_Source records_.
○ ○ ○
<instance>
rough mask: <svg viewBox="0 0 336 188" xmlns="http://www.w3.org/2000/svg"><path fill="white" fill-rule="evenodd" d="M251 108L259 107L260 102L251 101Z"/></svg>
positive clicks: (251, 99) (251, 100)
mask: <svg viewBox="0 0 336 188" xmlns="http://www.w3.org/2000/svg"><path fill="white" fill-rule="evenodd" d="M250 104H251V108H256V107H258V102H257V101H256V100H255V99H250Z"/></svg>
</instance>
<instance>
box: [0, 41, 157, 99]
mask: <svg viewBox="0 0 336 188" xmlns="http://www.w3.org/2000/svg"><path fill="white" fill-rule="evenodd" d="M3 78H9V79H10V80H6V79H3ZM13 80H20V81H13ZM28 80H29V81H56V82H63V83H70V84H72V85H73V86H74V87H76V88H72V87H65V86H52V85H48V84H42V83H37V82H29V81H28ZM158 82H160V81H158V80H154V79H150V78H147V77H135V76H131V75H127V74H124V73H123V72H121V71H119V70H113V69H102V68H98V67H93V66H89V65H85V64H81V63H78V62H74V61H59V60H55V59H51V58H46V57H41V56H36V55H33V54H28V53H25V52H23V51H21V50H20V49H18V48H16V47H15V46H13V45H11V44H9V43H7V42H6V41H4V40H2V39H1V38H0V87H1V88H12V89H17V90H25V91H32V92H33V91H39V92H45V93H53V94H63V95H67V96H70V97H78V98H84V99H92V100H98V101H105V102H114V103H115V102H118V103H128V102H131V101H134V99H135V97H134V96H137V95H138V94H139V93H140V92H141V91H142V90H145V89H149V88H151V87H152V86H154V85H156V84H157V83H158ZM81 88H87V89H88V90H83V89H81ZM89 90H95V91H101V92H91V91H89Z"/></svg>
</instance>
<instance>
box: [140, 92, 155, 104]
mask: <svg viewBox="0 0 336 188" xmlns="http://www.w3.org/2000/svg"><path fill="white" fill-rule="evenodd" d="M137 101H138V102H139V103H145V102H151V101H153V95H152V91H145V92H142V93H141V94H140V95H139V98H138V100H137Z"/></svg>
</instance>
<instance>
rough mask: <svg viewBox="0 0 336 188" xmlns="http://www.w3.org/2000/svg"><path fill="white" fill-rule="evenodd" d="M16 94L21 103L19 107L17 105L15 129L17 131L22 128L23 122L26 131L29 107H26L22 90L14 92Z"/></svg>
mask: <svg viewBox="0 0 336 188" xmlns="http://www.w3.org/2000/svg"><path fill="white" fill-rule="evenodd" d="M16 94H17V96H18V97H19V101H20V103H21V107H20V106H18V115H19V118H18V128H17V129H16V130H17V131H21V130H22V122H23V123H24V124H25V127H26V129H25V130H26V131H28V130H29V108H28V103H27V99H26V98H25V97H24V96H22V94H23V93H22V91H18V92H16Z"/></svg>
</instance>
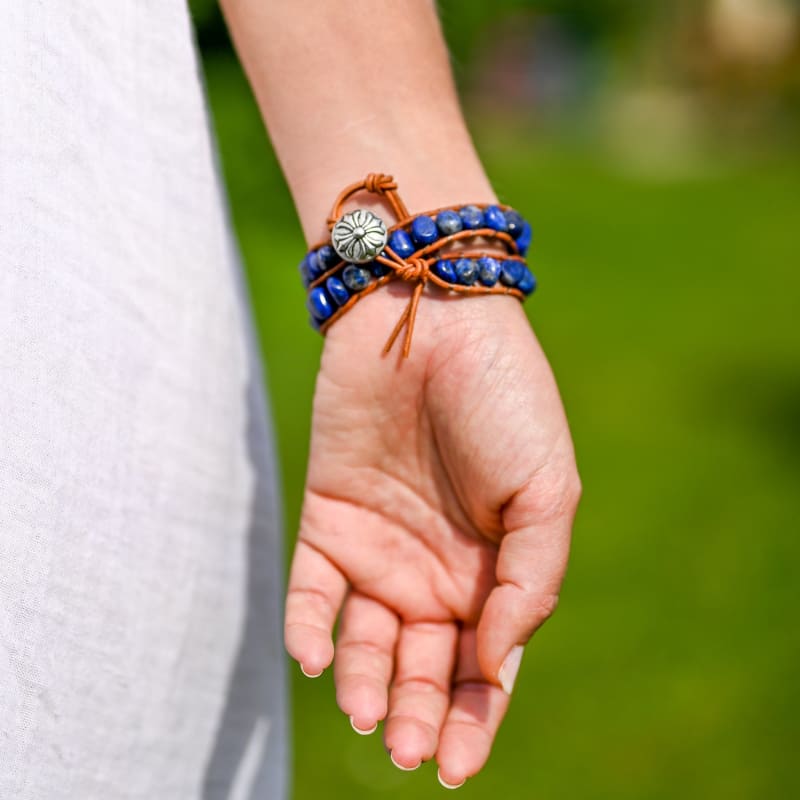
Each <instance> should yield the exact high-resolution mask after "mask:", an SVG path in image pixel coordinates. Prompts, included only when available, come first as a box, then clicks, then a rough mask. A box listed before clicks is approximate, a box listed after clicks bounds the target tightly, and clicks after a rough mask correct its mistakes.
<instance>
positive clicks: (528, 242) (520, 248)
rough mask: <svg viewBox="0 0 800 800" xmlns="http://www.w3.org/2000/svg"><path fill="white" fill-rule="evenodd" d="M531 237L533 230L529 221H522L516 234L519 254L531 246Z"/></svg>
mask: <svg viewBox="0 0 800 800" xmlns="http://www.w3.org/2000/svg"><path fill="white" fill-rule="evenodd" d="M532 238H533V231H532V230H531V226H530V223H529V222H523V223H522V231H521V232H520V234H519V236H517V247H518V248H519V252H520V255H523V256H524V255H525V254H526V253H527V252H528V248H529V247H530V246H531V239H532Z"/></svg>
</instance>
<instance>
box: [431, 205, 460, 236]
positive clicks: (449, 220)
mask: <svg viewBox="0 0 800 800" xmlns="http://www.w3.org/2000/svg"><path fill="white" fill-rule="evenodd" d="M436 227H437V228H438V229H439V233H441V234H442V236H452V234H454V233H458V232H459V231H461V230H463V229H464V223H463V222H462V221H461V217H459V216H458V214H456V212H455V211H450V210H449V209H448V210H447V211H440V212H439V213H438V214H437V215H436Z"/></svg>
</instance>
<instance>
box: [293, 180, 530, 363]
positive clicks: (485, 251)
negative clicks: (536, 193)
mask: <svg viewBox="0 0 800 800" xmlns="http://www.w3.org/2000/svg"><path fill="white" fill-rule="evenodd" d="M360 191H367V192H370V193H372V194H377V195H379V196H380V197H382V198H383V199H384V200H386V202H387V203H388V204H389V205H390V206H391V209H392V211H393V212H394V214H395V217H397V219H398V222H396V223H395V224H394V225H392V226H391V228H388V234H389V236H391V234H392V233H393V232H394V231H396V230H399V229H401V228H405V226H407V225H409V224H410V223H411V222H412V221H413V220H414V218H415V217H418V216H420V214H413V215H412V214H410V213H409V211H408V209H407V208H406V206H405V203H403V200H402V198H401V197H400V195H399V193H398V191H397V183H396V182H395V181H394V178H393V177H392V176H391V175H384V174H382V173H370V174H369V175H367V177H366V178H364V180H363V181H357V182H356V183H352V184H350V185H349V186H346V187H345V188H344V189H343V190H342V191H341V192H340V193H339V196H338V197H337V198H336V201H335V202H334V204H333V208H332V209H331V213H330V216H329V217H328V219H327V224H328V229H329V230H331V229H333V226H334V225H335V224H336V221H337V220H338V219H339V217H340V216H341V213H342V206H343V205H344V203H345V202H346V201H347V200H348V199H349V198H350V197H352V195H354V194H356V193H358V192H360ZM469 205H474V206H477V207H478V208H480V209H485V208H487V207H488V206H490V205H496V206H497V207H498V208H500V209H501V210H503V211H505V210H508V209H510V206H506V205H503V204H501V203H471V204H469ZM451 209H452V206H443V207H442V208H437V209H434V210H432V211H425V212H423V213H424V214H426V215H428V216H435V215H436V214H438V213H439V212H440V211H445V210H451ZM478 236H480V237H483V238H486V239H491V240H499V242H500V243H501V244H503V245H505V246H506V248H507V249H508V250H509V251H510V252H509V253H508V254H507V255H506V256H500V255H499V254H493V255H492V257H493V258H496V259H497V260H499V261H519V262H521V263H523V264H524V263H525V259H524V258H523V257H522V256H521V255H519V247H518V246H517V243H516V241H515V240H514V238H513V237H512V236H510V235H509V234H508V233H506V232H505V231H497V230H495V229H494V228H477V229H468V230H461V231H459V232H458V233H453V234H450V235H449V236H443V237H442V238H440V239H437V240H436V241H435V242H432V243H431V244H429V245H427V246H425V247H423V248H420V249H419V250H417V251H416V252H415V253H414V254H413V255H412V256H411V257H409V258H407V259H403V258H401V257H400V256H399V255H397V253H395V252H394V250H392V249H391V248H390V247H389V246H388V245H387V246H386V247H385V248H384V252H385V253H386V256H387V257H384V256H383V255H378V256H376V258H375V259H374V260H375V261H378V262H380V263H381V264H384V265H385V266H387V267H389V268H390V269H391V270H392V272H389V273H388V274H386V275H383V276H381V277H380V278H377V279H376V280H374V281H372V282H371V283H370V284H369V285H368V286H366V287H365V288H364V289H362V290H361V291H359V292H355V293H353V294H352V295H351V296H350V298H349V299H348V300H347V302H346V303H344V305H342V306H340V307H339V308H338V309H337V310H336V311H335V312H334V313H333V314H332V315H331V316H330V317H328V319H327V320H325V322H323V323H322V324H321V325H320V327H319V329H320V332H321V333H323V334H324V333H325V332H326V331H327V330H328V328H329V327H330V326H331V325H332V324H333V323H334V322H335V321H336V320H337V319H339V318H340V317H341V316H342V315H343V314H345V313H346V312H347V311H348V310H349V309H351V308H352V307H353V306H354V305H355V304H356V303H357V302H358V301H359V300H360V299H361V298H362V297H366V296H367V295H369V294H371V293H372V292H374V291H375V290H376V289H378V288H380V287H381V286H384V285H386V284H387V283H389V282H390V281H391V280H393V279H394V278H400V279H401V280H404V281H407V282H409V283H413V284H415V285H414V290H413V292H412V294H411V298H410V300H409V302H408V305H407V306H406V308H405V310H404V311H403V313H402V315H401V316H400V319H399V320H398V321H397V324H396V325H395V326H394V329H393V330H392V332H391V334H390V335H389V338H388V339H387V340H386V344H385V345H384V347H383V353H384V355H386V354H388V353H389V352H390V351H391V349H392V347H393V345H394V343H395V341H396V340H397V337H398V336H399V335H400V332H401V331H402V330H403V327H405V328H406V335H405V340H404V342H403V357H404V358H408V355H409V353H410V352H411V337H412V336H413V333H414V323H415V321H416V317H417V308H418V307H419V301H420V298H421V297H422V293H423V292H424V290H425V287H426V286H427V284H428V283H429V282H430V283H432V284H434V285H436V286H439V287H440V288H442V289H446V290H448V291H454V292H458V293H460V294H507V295H512V296H514V297H516V298H518V299H519V300H524V298H525V295H524V294H523V293H522V292H521V291H520V290H519V289H515V288H513V287H510V286H504V285H501V284H495V285H494V286H483V285H480V284H479V285H472V286H465V285H461V284H452V283H449V282H448V281H445V280H443V279H442V278H440V277H439V276H438V275H436V274H435V273H434V272H432V271H431V269H430V267H431V264H432V263H433V262H434V261H438V260H439V259H444V258H452V259H458V258H480V257H481V256H484V255H488V253H487V252H486V251H485V250H455V251H453V252H448V253H444V252H441V251H442V250H443V248H445V247H447V246H448V245H450V244H452V243H454V242H459V241H461V240H462V239H472V238H475V237H478ZM329 243H330V242H329V240H325V241H322V242H318V243H317V244H315V245H314V246H313V248H312V249H313V250H316V249H318V248H320V247H322V246H323V245H326V244H329ZM434 255H435V257H433V258H431V257H430V256H434ZM344 264H345V262H344V261H339V262H338V263H337V264H336V265H335V266H333V267H331V268H330V269H328V270H326V271H325V272H324V273H323V274H322V275H320V276H319V277H318V278H316V279H315V280H314V281H312V282H311V283H310V284H309V286H308V288H309V290H310V289H313V288H314V287H316V286H319V285H320V284H322V283H324V282H325V281H326V280H327V279H328V278H329V277H331V276H332V275H334V274H335V273H337V272H338V271H339V270H340V269H341V268H342V266H343V265H344Z"/></svg>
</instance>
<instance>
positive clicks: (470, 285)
mask: <svg viewBox="0 0 800 800" xmlns="http://www.w3.org/2000/svg"><path fill="white" fill-rule="evenodd" d="M455 269H456V275H458V282H459V283H463V284H464V285H465V286H472V284H473V283H475V280H476V279H477V277H478V265H477V264H476V263H475V261H473V260H472V259H471V258H459V259H458V261H456V266H455Z"/></svg>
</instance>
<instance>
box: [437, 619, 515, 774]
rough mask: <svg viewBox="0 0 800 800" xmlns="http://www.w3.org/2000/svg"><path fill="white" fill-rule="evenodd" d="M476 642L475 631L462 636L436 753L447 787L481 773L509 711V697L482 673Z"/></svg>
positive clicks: (441, 770) (437, 759)
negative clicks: (445, 718) (450, 698)
mask: <svg viewBox="0 0 800 800" xmlns="http://www.w3.org/2000/svg"><path fill="white" fill-rule="evenodd" d="M476 639H477V637H476V632H475V629H474V628H467V629H465V630H464V631H462V633H461V639H460V641H459V648H458V669H457V670H456V676H455V681H454V688H453V696H452V704H451V706H450V710H449V712H448V714H447V719H446V720H445V723H444V726H443V728H442V732H441V736H440V738H439V748H438V750H437V752H436V761H437V762H438V764H439V780H440V782H441V783H442V784H443V785H444V786H446V787H447V788H455V787H457V786H460V785H461V784H462V783H463V782H464V781H465V780H466V779H467V778H469V777H470V776H472V775H475V774H476V773H477V772H479V771H480V769H481V768H482V767H483V765H484V764H485V763H486V760H487V759H488V758H489V753H490V752H491V749H492V743H493V742H494V737H495V735H496V734H497V729H498V728H499V727H500V722H501V721H502V719H503V717H504V716H505V713H506V709H507V708H508V702H509V697H508V695H507V694H506V693H505V692H504V691H503V690H502V689H500V688H498V687H497V686H494V685H493V684H491V683H488V682H487V681H486V679H485V678H484V677H483V675H482V673H481V670H480V667H479V666H478V657H477V650H476V647H477V643H476Z"/></svg>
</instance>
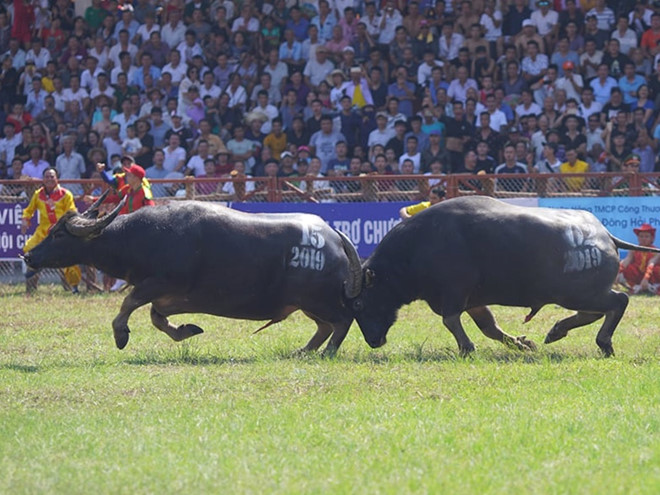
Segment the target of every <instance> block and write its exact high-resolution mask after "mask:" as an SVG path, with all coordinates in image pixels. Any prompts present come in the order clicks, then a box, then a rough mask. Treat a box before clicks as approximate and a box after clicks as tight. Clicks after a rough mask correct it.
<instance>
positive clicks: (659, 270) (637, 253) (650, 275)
mask: <svg viewBox="0 0 660 495" xmlns="http://www.w3.org/2000/svg"><path fill="white" fill-rule="evenodd" d="M633 232H634V233H635V235H636V236H637V244H639V245H640V246H644V247H655V246H654V245H653V242H654V240H655V232H656V229H655V228H654V227H652V226H651V225H649V224H648V223H644V224H642V225H641V226H640V227H639V228H636V229H633ZM659 258H660V255H657V254H655V255H652V254H650V253H645V252H642V251H632V250H630V251H628V254H627V256H626V257H625V258H624V259H623V261H622V262H621V266H620V268H619V276H618V277H617V282H619V283H620V284H623V285H624V286H625V287H626V288H627V289H628V290H629V291H630V292H632V293H633V294H638V293H640V292H650V293H651V294H657V293H658V289H660V266H659V265H658V259H659Z"/></svg>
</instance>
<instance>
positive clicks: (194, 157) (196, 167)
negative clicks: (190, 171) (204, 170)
mask: <svg viewBox="0 0 660 495" xmlns="http://www.w3.org/2000/svg"><path fill="white" fill-rule="evenodd" d="M207 158H211V157H207ZM207 158H202V157H201V156H199V155H195V156H192V157H190V160H188V163H187V164H186V168H187V169H189V170H191V171H192V173H193V175H194V176H195V177H199V176H200V175H204V160H206V159H207Z"/></svg>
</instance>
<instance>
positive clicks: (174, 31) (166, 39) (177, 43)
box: [160, 21, 186, 48]
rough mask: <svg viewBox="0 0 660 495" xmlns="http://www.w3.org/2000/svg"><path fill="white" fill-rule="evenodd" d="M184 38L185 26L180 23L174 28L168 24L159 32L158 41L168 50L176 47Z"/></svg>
mask: <svg viewBox="0 0 660 495" xmlns="http://www.w3.org/2000/svg"><path fill="white" fill-rule="evenodd" d="M185 38H186V26H184V24H183V22H181V21H179V22H178V23H177V25H176V27H172V24H171V23H169V22H168V23H167V24H165V26H163V29H161V30H160V39H161V40H162V41H163V42H164V43H166V44H167V46H169V47H170V48H175V47H177V46H178V45H179V43H181V42H182V41H183V40H184V39H185Z"/></svg>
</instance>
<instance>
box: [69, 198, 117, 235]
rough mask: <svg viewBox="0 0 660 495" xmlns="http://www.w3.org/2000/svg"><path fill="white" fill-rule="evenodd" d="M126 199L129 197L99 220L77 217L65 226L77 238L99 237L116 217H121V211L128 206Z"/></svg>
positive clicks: (84, 217)
mask: <svg viewBox="0 0 660 495" xmlns="http://www.w3.org/2000/svg"><path fill="white" fill-rule="evenodd" d="M126 199H127V197H126V196H124V199H122V200H121V201H120V202H119V204H118V205H117V206H116V207H115V209H114V210H112V211H111V212H110V213H108V214H107V215H105V216H104V217H101V218H99V219H97V220H91V219H89V218H85V217H84V216H82V215H77V216H75V217H72V218H71V219H70V220H69V221H68V222H66V223H65V224H64V226H65V228H66V230H67V231H68V232H69V233H70V234H71V235H74V236H76V237H83V238H88V239H91V238H93V237H97V236H99V235H101V232H102V231H103V229H104V228H106V227H107V226H108V225H110V222H112V221H113V220H114V219H115V217H116V216H117V215H119V211H120V210H121V209H122V208H123V207H124V204H126Z"/></svg>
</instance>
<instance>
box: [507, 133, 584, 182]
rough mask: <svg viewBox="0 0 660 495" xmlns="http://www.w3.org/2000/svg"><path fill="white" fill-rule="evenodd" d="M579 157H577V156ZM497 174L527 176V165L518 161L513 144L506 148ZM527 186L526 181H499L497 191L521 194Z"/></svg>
mask: <svg viewBox="0 0 660 495" xmlns="http://www.w3.org/2000/svg"><path fill="white" fill-rule="evenodd" d="M576 156H577V155H576ZM495 173H496V174H526V173H527V165H526V164H525V163H521V162H519V161H517V160H516V148H515V146H514V145H512V144H511V143H509V144H507V145H506V146H504V163H502V164H500V165H498V166H497V168H496V169H495ZM525 186H526V180H524V179H514V178H507V179H498V181H497V189H498V190H500V191H507V192H521V191H522V190H523V189H524V188H525Z"/></svg>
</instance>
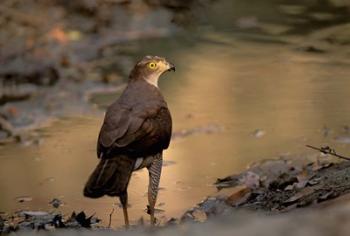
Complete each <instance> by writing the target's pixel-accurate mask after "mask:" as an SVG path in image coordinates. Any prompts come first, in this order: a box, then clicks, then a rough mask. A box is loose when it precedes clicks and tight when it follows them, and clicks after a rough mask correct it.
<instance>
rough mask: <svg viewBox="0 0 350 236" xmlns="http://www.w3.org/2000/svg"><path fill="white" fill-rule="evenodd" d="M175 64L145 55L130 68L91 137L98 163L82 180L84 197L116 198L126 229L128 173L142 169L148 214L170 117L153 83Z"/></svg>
mask: <svg viewBox="0 0 350 236" xmlns="http://www.w3.org/2000/svg"><path fill="white" fill-rule="evenodd" d="M168 71H175V66H174V65H173V64H172V63H170V62H168V61H167V60H166V59H165V58H163V57H159V56H145V57H144V58H142V59H141V60H140V61H138V62H137V63H136V65H135V66H134V68H133V69H132V70H131V72H130V75H129V79H128V84H127V87H126V88H125V90H124V91H123V92H122V94H121V96H120V97H119V98H118V99H117V100H116V101H115V102H113V103H112V104H111V105H110V106H109V107H108V108H107V111H106V113H105V117H104V121H103V124H102V127H101V129H100V133H99V136H98V140H97V157H98V158H99V162H98V164H97V167H96V168H95V169H94V170H93V172H92V174H91V175H90V177H89V178H88V180H87V182H86V184H85V187H84V190H83V194H84V196H85V197H89V198H100V197H102V196H105V195H107V196H111V197H119V200H120V203H121V205H122V208H123V214H124V221H125V226H126V228H128V227H129V217H128V210H127V207H128V191H127V188H128V184H129V181H130V178H131V174H132V172H134V171H136V170H140V169H143V168H147V169H148V173H149V183H148V206H147V208H148V214H149V215H150V221H151V225H154V224H155V221H156V219H155V217H154V209H155V204H156V200H157V195H158V187H159V182H160V176H161V170H162V162H163V150H165V149H167V148H168V147H169V144H170V140H171V133H172V118H171V114H170V111H169V109H168V106H167V103H166V101H165V99H164V97H163V95H162V94H161V92H160V90H159V87H158V79H159V78H160V76H161V75H163V74H164V73H165V72H168Z"/></svg>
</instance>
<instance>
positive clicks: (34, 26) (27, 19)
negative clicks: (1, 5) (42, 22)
mask: <svg viewBox="0 0 350 236" xmlns="http://www.w3.org/2000/svg"><path fill="white" fill-rule="evenodd" d="M0 12H1V14H2V15H5V16H9V17H12V18H13V19H15V20H19V21H22V22H23V23H26V24H28V25H31V26H33V27H39V26H40V25H41V23H40V22H41V19H39V18H38V17H36V16H34V15H30V14H26V13H24V12H21V11H19V10H16V9H14V8H10V7H6V6H0Z"/></svg>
○ ○ ○
_What you should do_. Output, without any change, the stretch of the records from their first line through the line containing "positive clicks: (251, 99) (251, 100)", including both of those lines.

_Reply to the task_.
<instance>
rough mask: <svg viewBox="0 0 336 188" xmlns="http://www.w3.org/2000/svg"><path fill="white" fill-rule="evenodd" d="M251 108L259 107L260 102L251 101Z"/></svg>
positive clicks: (251, 99) (251, 100)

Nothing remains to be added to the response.